### GIVEN PROBLEM
Count the lines in the entries below that contain the word "white", and give only the number.
((
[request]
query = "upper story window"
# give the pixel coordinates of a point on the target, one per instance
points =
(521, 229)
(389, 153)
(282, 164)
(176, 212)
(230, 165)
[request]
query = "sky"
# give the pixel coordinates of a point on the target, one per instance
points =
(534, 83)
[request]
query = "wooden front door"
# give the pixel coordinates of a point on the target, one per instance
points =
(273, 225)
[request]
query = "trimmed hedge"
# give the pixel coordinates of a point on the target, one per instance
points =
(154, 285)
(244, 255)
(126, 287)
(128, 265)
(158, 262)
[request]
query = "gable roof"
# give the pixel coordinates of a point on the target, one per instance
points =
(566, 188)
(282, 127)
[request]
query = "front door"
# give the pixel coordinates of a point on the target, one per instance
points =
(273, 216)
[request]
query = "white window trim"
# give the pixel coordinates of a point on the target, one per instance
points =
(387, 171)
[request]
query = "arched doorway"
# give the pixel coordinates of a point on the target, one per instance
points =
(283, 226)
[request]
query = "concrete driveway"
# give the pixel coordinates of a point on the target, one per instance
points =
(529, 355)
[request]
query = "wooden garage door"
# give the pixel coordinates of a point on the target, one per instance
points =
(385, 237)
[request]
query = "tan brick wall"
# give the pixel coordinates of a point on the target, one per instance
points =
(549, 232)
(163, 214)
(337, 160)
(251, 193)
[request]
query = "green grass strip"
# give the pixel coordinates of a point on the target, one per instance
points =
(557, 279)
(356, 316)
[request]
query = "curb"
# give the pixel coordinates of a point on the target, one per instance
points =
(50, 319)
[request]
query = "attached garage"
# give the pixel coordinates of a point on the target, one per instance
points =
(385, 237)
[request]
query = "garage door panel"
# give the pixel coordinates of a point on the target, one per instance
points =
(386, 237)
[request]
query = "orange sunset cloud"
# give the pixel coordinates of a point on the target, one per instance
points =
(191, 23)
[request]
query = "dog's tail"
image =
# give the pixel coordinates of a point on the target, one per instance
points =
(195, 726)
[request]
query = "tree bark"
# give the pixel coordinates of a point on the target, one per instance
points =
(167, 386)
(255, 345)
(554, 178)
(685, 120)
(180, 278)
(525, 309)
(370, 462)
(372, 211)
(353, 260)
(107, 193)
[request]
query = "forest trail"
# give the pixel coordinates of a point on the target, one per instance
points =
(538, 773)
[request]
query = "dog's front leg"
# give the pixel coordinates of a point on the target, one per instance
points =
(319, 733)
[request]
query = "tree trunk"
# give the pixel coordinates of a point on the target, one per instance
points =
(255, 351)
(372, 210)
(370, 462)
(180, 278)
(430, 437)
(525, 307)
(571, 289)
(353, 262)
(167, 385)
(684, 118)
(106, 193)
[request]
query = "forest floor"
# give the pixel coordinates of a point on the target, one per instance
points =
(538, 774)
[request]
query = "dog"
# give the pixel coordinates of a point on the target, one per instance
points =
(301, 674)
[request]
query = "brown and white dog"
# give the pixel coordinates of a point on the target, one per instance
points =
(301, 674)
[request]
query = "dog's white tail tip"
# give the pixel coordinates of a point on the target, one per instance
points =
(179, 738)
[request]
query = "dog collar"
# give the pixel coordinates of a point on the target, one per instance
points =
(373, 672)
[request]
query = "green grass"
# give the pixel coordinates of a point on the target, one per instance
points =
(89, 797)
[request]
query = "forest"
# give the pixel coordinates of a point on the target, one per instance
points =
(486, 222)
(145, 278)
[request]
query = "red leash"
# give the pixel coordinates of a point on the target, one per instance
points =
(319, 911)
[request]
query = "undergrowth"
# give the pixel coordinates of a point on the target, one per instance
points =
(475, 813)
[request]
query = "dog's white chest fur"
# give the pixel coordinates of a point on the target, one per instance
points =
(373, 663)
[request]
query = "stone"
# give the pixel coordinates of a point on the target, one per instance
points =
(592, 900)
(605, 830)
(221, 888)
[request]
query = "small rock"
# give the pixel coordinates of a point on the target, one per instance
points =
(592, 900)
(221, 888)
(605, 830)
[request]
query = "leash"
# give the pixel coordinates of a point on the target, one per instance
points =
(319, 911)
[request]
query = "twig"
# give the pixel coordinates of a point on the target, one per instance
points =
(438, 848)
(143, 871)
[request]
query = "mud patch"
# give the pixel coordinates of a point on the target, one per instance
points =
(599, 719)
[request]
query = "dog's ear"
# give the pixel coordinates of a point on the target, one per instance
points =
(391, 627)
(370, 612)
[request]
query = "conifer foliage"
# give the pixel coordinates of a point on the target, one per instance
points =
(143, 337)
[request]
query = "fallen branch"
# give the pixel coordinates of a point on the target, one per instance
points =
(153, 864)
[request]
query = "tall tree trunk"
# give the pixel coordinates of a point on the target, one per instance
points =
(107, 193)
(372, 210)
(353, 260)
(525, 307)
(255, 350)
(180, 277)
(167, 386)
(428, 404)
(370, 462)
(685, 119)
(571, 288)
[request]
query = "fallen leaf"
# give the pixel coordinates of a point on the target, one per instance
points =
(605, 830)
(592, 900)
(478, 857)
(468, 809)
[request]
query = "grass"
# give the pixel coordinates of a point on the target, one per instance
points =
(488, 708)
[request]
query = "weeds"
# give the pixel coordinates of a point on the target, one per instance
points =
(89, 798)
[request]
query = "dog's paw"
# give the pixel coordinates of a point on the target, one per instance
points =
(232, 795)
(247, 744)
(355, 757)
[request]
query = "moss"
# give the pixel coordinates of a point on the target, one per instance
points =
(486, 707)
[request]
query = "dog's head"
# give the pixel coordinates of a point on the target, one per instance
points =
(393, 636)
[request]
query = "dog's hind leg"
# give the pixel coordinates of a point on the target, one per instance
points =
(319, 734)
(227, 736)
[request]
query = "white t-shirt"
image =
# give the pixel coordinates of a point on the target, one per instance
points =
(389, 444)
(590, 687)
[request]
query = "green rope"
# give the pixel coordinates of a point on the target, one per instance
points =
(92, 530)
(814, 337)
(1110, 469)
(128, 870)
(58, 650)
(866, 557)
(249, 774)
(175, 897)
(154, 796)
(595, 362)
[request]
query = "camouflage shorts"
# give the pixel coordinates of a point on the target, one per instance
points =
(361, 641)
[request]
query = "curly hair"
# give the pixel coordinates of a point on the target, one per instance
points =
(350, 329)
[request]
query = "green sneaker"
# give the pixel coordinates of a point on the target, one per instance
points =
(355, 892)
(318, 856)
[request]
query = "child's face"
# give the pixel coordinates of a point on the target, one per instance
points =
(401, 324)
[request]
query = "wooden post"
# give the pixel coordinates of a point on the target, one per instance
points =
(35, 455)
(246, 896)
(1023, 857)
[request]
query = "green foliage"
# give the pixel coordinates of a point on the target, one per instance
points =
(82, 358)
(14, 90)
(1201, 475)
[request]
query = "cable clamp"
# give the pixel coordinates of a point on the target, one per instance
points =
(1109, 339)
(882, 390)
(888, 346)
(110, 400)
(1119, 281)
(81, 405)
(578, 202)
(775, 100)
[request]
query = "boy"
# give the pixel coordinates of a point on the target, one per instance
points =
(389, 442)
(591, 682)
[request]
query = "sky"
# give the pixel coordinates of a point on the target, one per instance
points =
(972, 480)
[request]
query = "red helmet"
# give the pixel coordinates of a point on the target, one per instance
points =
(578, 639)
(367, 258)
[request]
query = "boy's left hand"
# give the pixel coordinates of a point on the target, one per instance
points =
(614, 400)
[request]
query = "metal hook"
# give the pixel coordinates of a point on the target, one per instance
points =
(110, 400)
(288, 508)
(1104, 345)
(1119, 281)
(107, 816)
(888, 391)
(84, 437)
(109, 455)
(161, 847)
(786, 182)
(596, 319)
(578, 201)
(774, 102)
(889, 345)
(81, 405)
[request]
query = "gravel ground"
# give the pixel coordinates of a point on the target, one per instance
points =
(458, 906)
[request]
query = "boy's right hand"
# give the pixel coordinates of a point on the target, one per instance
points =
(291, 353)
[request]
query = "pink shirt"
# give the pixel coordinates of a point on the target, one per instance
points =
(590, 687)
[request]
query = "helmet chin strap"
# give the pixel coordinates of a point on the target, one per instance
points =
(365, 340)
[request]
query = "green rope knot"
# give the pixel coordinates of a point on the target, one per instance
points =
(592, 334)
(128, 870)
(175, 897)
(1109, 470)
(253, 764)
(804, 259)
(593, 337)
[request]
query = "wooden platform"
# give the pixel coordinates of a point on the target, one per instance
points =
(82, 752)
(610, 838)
))
### RESPONSE TO THIS TASK
5